Copy out the entries below word for word, leaving out the pictures.
-- Material provided start --
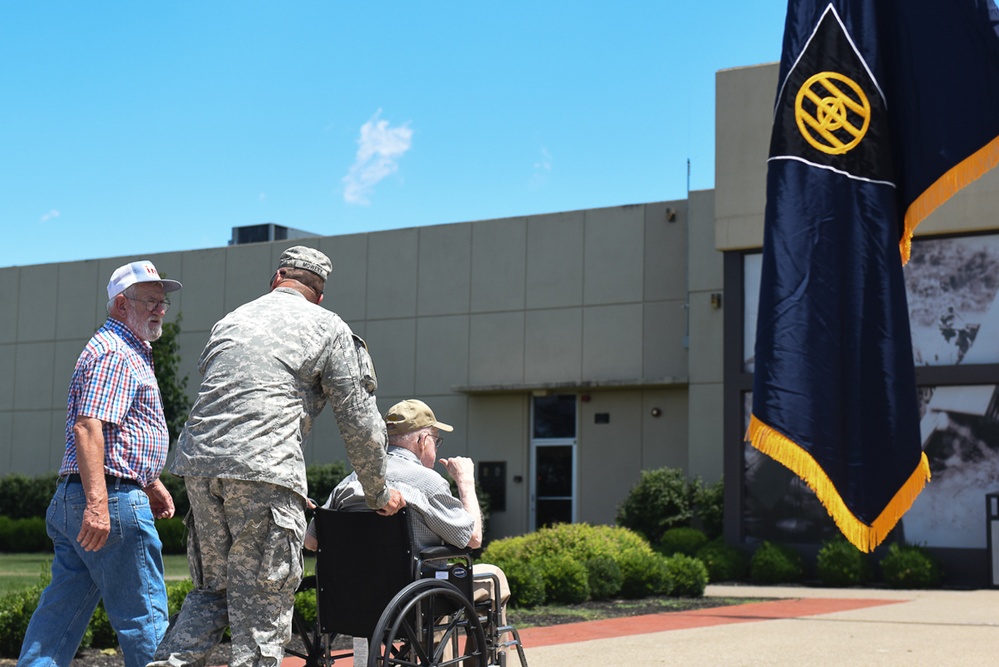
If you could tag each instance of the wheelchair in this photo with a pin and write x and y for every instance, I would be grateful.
(416, 609)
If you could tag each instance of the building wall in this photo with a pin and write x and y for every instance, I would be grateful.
(612, 304)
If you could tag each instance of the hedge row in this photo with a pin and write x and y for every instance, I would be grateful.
(572, 563)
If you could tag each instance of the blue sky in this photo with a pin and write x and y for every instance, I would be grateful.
(129, 128)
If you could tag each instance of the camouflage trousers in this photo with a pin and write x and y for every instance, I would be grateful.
(244, 550)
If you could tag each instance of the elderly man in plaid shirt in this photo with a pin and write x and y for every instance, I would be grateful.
(101, 517)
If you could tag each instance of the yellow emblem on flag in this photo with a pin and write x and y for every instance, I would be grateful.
(832, 112)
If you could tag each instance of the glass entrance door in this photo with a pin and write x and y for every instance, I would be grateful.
(553, 454)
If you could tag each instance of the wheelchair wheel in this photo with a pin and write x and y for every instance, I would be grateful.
(428, 623)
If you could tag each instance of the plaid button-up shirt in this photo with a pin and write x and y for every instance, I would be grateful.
(114, 382)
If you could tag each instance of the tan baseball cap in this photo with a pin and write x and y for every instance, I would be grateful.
(412, 415)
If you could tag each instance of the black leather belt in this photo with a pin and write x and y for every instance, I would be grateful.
(108, 479)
-- Material provided end --
> [Full solution]:
If you could tag each instance of the wheelchair in this photo with a pin and write x and y for every instance, I would be grateful.
(416, 609)
If you could tag each instance of the building wall in this photo with a pin and write x and y for every instance, I would be grateful.
(612, 304)
If you could tag each instance of the hedge row in this photo with a pin and write x and y for every instance, I would be grateful.
(572, 563)
If you could tag each instance of the blue sky in this photo with a pin and write x and y for every instance, I would be grateful.
(129, 128)
If you could tag each instance of the camouflage trousers in this photo with a pin and write x and y for every instance, I would be grateful.
(244, 550)
If you could tag each instance of the elderly man in plaid shirt in this photo with a pin and write x and y for every instance, I would be grateful.
(101, 517)
If you could tag each instance of the yellow emblem on flag in this photo with a pin and write x and y for every instance, I would be grateful.
(832, 112)
If you could tag each instance of the glass entrance door in this photo with a pin and write x and y for every instance, I would be grateful.
(553, 454)
If you could tag each instance of the wheelchair wheel in this photo with a pin and write x and y for every instance, I would be grateful.
(428, 623)
If you could tag each instance of the plaid button-up shirt in this photo with a pin and write x and y for every instance, I would be grateful.
(114, 382)
If you could tag each instance of the tan baseball cap in this photo with a pin and write x and y for every instance, I would be grateful.
(412, 415)
If you could tag each instance of the black leather belt in this photo with a pin and write x and y for every instance, I would be grateful.
(108, 479)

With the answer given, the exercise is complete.